(GIVEN RECORDS)
****************************************

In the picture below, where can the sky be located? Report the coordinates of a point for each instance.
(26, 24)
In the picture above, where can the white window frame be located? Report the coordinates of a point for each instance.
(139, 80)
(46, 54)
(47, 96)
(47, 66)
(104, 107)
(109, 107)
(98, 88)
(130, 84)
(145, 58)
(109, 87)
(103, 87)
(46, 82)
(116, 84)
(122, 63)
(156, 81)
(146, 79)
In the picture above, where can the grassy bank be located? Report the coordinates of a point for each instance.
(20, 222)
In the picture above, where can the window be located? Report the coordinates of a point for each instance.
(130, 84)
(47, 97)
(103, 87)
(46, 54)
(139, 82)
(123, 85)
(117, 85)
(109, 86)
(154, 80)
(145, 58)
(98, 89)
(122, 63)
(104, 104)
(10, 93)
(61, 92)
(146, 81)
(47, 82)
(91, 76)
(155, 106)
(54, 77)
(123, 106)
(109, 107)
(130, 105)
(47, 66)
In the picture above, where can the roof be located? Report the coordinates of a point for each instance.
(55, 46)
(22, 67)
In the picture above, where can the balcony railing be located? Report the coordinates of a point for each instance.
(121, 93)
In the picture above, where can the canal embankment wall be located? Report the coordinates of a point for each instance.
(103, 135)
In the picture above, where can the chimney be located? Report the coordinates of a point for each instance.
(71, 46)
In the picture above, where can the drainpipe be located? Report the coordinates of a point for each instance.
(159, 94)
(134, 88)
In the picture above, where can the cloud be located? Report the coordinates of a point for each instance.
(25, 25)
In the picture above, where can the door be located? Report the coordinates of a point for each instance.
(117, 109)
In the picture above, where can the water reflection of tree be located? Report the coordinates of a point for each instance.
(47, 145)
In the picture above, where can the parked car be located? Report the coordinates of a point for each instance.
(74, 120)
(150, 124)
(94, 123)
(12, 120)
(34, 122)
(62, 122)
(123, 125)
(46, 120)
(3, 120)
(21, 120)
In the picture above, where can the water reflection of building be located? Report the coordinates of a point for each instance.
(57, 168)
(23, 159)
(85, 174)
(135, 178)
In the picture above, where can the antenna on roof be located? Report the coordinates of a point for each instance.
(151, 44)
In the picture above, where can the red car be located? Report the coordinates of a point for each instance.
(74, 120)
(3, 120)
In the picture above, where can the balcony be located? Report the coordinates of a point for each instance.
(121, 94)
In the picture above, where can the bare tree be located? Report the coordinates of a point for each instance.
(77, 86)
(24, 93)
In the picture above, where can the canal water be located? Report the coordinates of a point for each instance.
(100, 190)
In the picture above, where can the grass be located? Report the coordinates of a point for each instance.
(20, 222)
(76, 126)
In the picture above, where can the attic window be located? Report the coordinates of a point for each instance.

****************************************

(PROBLEM STATEMENT) The listing above is to be written out again word for word.

(RESPONSE TO THIS TASK)
In the picture below, where can the sky be located? Report the coordinates of a point for each instance.
(26, 24)
In the picture above, where can the white window frame be located? Report the coordinates of a point for each instance.
(139, 80)
(46, 54)
(47, 96)
(47, 66)
(104, 107)
(109, 107)
(98, 88)
(130, 84)
(145, 58)
(109, 87)
(103, 87)
(46, 82)
(116, 84)
(122, 63)
(156, 81)
(146, 79)
In the picture above, where can the grassy bank be located? Report the coordinates of a point for each instance.
(20, 222)
In the picture above, where can the window be located? Report the coordinates of a point for each instance.
(130, 84)
(47, 97)
(103, 87)
(46, 54)
(139, 82)
(123, 85)
(117, 85)
(109, 86)
(154, 80)
(145, 58)
(98, 89)
(122, 63)
(104, 104)
(10, 93)
(61, 92)
(146, 81)
(47, 82)
(91, 76)
(155, 106)
(54, 77)
(123, 106)
(109, 107)
(130, 105)
(47, 66)
In the picture above, where can the roof be located? Report the coordinates of a point for each instance.
(55, 46)
(22, 67)
In the picture above, where can the balcony railing be located? Report the coordinates of a point for each instance.
(121, 93)
In the picture above, where can the canal embankment wall be located? Report the coordinates of a point for each instance.
(103, 135)
In the picture above, where can the chimney be located? Report the coordinates of a point for each instance.
(71, 46)
In the picture above, where can the drainpipe be located? Report the coordinates of a point for each instance.
(159, 94)
(134, 88)
In the picture above, where can the cloud be located? Report the coordinates of a point for each instance.
(25, 25)
In the picture above, where can the door be located? Report the coordinates of a point for each instance.
(117, 109)
In the picture above, where can the water reflection of tree be located? Report the coordinates of a point for each instance.
(47, 145)
In the picture above, where can the parked car be located? Report the coordinates of a point for each instance.
(74, 120)
(150, 124)
(94, 123)
(12, 120)
(34, 122)
(62, 122)
(123, 125)
(46, 120)
(3, 120)
(21, 120)
In the picture above, where can the water reflection of building be located? Report the coordinates of a point for each instance.
(57, 168)
(23, 159)
(85, 174)
(135, 178)
In the picture above, where can the antenna on roof be located? Report the coordinates of a point for each instance.
(151, 44)
In the picture above, where can the red car be located? Report the coordinates of a point for each instance.
(74, 120)
(3, 120)
In the picture above, where can the balcony be located? Report the coordinates of a point for each instance.
(121, 94)
In the picture above, where can the bare tree be located? Report the coordinates of a point for each instance.
(77, 86)
(24, 93)
In the picture above, where can the canal water be located? Report the coordinates of a point for each instance.
(100, 190)
In the picture above, where can the grass be located? Report the coordinates of a point for each instance.
(20, 222)
(76, 126)
In the picture above, where can the attic window be located? Report the coordinates of a point for each instance.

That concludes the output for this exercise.